> [Selected excerpt]:
┄┄┄┄┄┄

Abortion is one of the most common surgical procedures sought by women in America. In fact, by the age of forty-five, approximately one in three women in this country will have had an abortion. Women seek abortions for many reasons: some choose to terminate unwanted pregnancies, while other women with wanted pregnancies ultimately seek abortions to protect their own health, to allow them to seek critical and sometimes life-saving medical treatment such as chemotherapy, or because of a serious fetal anomaly.

However, as the Council recognizes in Resolution 1635A, those who oppose abortion have spent the last 40 years trying to prevent women from exercising their constitutional rights. Stymied by the fact that the United States Constitution protects women’s ability to make their own reproductive decisions, opponents of abortion rights have increasingly used laws and regulations designed to make abortion inaccessible and unaffordable.

Although anti-abortion lawmakers allege that abortion restrictions improve women’s health, the reality is that many of the restrictions create unnecessary and in some cases harmful barriers to accessing an incredibly safe medical procedure. One of the most insidious examples of this type of legislation is the prohibition of both public and private insurance for this essential reproductive health service. Unfortunately, since 1976, the federal government has adopted the Hyde Amendment and related legislation that prevents many of the most marginalized women from accessing coverage for abortion.

┄┄┄┄┄┄

> [Data excerpt]:
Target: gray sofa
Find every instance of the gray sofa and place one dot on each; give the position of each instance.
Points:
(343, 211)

┄┄┄┄┄┄

> [What you are asked to do]:
List every reason the abortion access text gives for why women seek abortions. Answer from the text alone.

> [Response below]:
- To end unwanted pregnancies
- To protect their own health
- To be able to seek critical and sometimes life-saving medical treatment, such as chemotherapy
- Because of a serious fetal anomaly